**WHAT YOU ARE ASKED TO DO:** Reproduce exactly, and only, the lines running from the start of the entries below to the line containing "positive clicks: (400, 71)".
===== EXERCISE DATA
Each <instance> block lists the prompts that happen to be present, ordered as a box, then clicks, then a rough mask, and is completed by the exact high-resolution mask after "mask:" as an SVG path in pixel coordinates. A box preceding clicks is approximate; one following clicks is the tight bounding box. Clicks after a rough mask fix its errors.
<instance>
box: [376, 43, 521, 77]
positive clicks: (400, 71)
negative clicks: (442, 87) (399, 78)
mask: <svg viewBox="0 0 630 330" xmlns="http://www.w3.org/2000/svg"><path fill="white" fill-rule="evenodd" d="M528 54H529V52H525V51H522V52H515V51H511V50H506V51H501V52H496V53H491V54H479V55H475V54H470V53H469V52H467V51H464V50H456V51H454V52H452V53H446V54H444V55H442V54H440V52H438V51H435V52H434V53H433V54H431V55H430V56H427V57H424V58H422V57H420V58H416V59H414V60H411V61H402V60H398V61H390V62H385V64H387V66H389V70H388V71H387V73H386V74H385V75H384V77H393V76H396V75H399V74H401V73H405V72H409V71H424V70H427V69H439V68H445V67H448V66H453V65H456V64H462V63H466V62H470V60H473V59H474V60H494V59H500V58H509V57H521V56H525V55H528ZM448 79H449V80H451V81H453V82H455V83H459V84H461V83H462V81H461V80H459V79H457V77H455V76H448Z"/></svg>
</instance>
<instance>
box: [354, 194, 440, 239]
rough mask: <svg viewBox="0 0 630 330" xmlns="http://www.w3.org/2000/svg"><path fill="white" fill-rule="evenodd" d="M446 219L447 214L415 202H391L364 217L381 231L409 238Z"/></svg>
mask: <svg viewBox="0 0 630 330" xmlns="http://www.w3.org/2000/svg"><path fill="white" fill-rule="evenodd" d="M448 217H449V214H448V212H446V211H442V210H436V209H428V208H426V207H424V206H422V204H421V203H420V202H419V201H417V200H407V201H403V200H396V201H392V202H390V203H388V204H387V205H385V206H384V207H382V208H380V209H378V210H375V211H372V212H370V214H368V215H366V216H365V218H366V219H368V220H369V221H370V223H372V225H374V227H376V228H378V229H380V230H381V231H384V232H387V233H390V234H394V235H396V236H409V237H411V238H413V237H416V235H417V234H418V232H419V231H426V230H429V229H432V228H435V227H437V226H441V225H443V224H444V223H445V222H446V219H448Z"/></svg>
==========
**OUTPUT:**
Each <instance> block lists the prompts that happen to be present, ordered as a box, then clicks, then a rough mask, and is completed by the exact high-resolution mask after "mask:" as an SVG path in pixel coordinates. A box preceding clicks is approximate; one following clicks is the tight bounding box. Clicks after a rough mask fix its errors.
<instance>
box: [376, 43, 521, 77]
positive clicks: (400, 71)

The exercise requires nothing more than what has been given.